# Must be getting old



## bestval1 (Apr 6, 2009)

Turned down a service call last night. Got a call at 9:30 for a clogged sink, in a gang infested neighborhood, lots of shootings in their area. The lady sounded drunk and a party going on in the background. Told her no, thought hell no. used to go into five points in Denver at night, when I was young and thought I was immortal.:laughing:


----------



## GREENPLUM (Jul 27, 2008)

Good thing, they might have set you up, you fix it then you get robbed


----------



## Bollinger plumber (Apr 3, 2009)

been there done that. you did the right thing. not worth risking your life for a few bucks.


----------



## uaplumber (Jun 16, 2008)

Some of our members go on calls strapped. Man I love Canada!


----------



## tnoisaw (Jun 16, 2009)

Good job for not going.


----------



## leak1 (Mar 25, 2009)

Older & Wiser !!!!


----------



## Proud Plumber (Sep 15, 2008)

Smart move, not worth the risk late at night for a sink.


----------



## Plumber Jim (Jun 19, 2008)

bestval1 said:


> Turned down a service call last night. Got a call at 9:30 for a clogged sink, in a gang infested neighborhood, lots of shootings in their area. The lady sounded drunk and a party going on in the background. Told her no, thought hell no. used to go into five points in Denver at night, when I was young and thought I was immortal.:laughing:


Are you still living in Colorado? They have cleaned five points up alot from the old days.


----------



## ESPinc (Jul 18, 2009)

Your not getting old, just smarter, Good call, I'd would not have gone either


----------



## dws2112 (Apr 21, 2009)

I do the same thing, there are just some neighborhoods I would rather not go into after dark. Bought a 45 last year after the painters got robbed on a job I was scheduled to be on that same day, but was pushed back because the painters were running behind. Guess that will teach them to stay on schedule.


----------



## bestval1 (Apr 6, 2009)

● **Stored records**
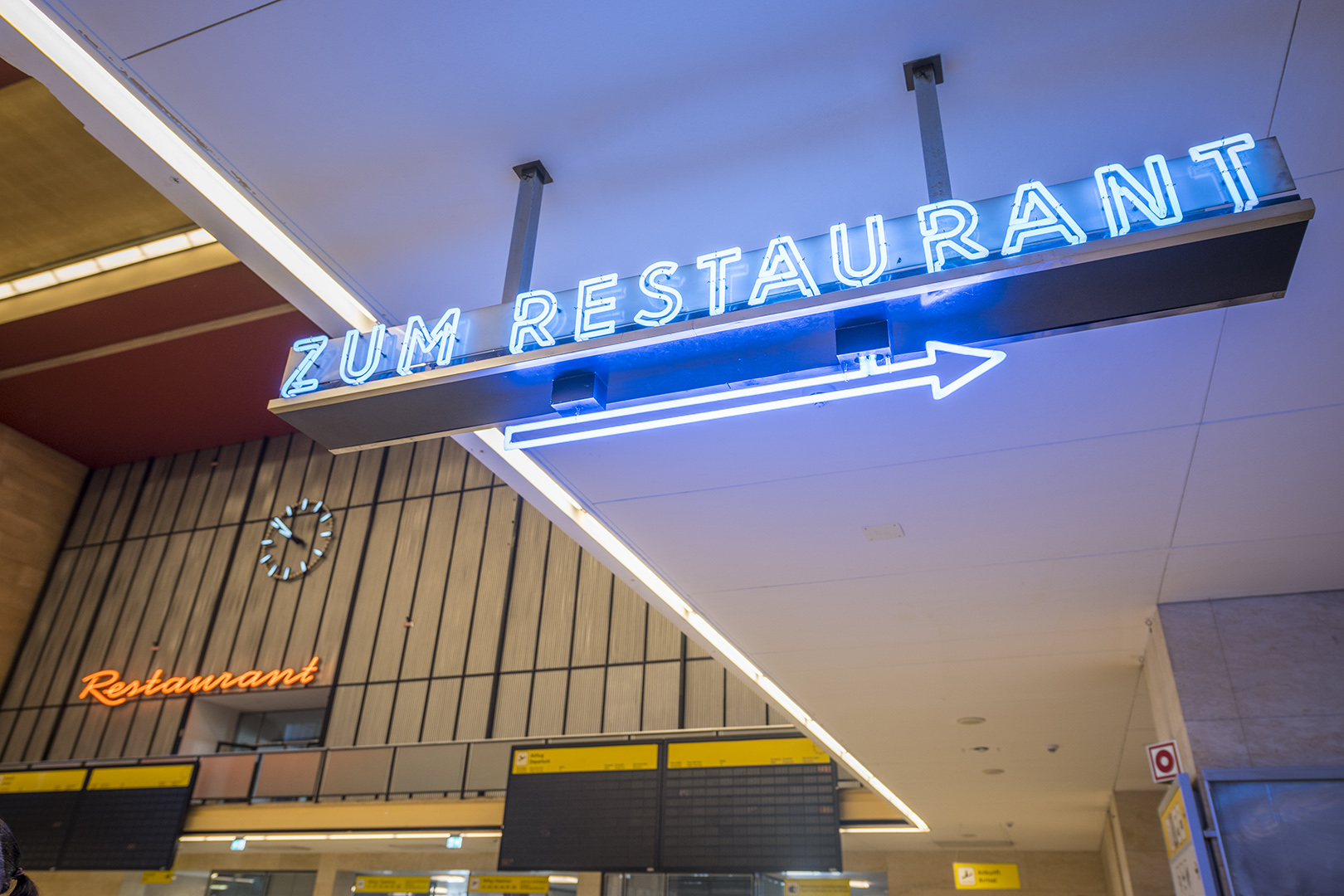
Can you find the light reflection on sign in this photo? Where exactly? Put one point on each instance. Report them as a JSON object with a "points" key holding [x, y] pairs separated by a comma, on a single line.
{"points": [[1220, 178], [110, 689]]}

--

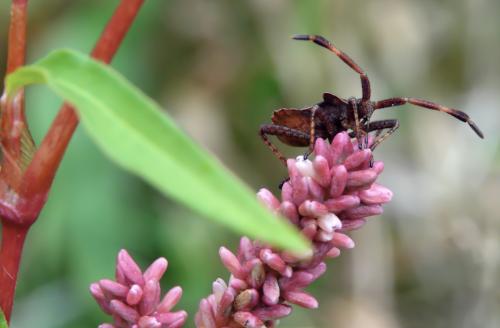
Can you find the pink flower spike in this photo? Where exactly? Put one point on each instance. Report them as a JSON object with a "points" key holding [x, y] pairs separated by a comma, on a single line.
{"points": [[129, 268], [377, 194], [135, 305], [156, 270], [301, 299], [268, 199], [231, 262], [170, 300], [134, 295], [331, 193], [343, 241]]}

● **Short exercise**
Update the thread about turning down a late-night sink call: reproduce the passage that starts with "I do the same" and ends with "stay on schedule.", changing "painters" to "electricians".

● **Full output**
I do the same thing, there are just some neighborhoods I would rather not go into after dark. Bought a 45 last year after the electricians got robbed on a job I was scheduled to be on that same day, but was pushed back because the electricians were running behind. Guess that will teach them to stay on schedule.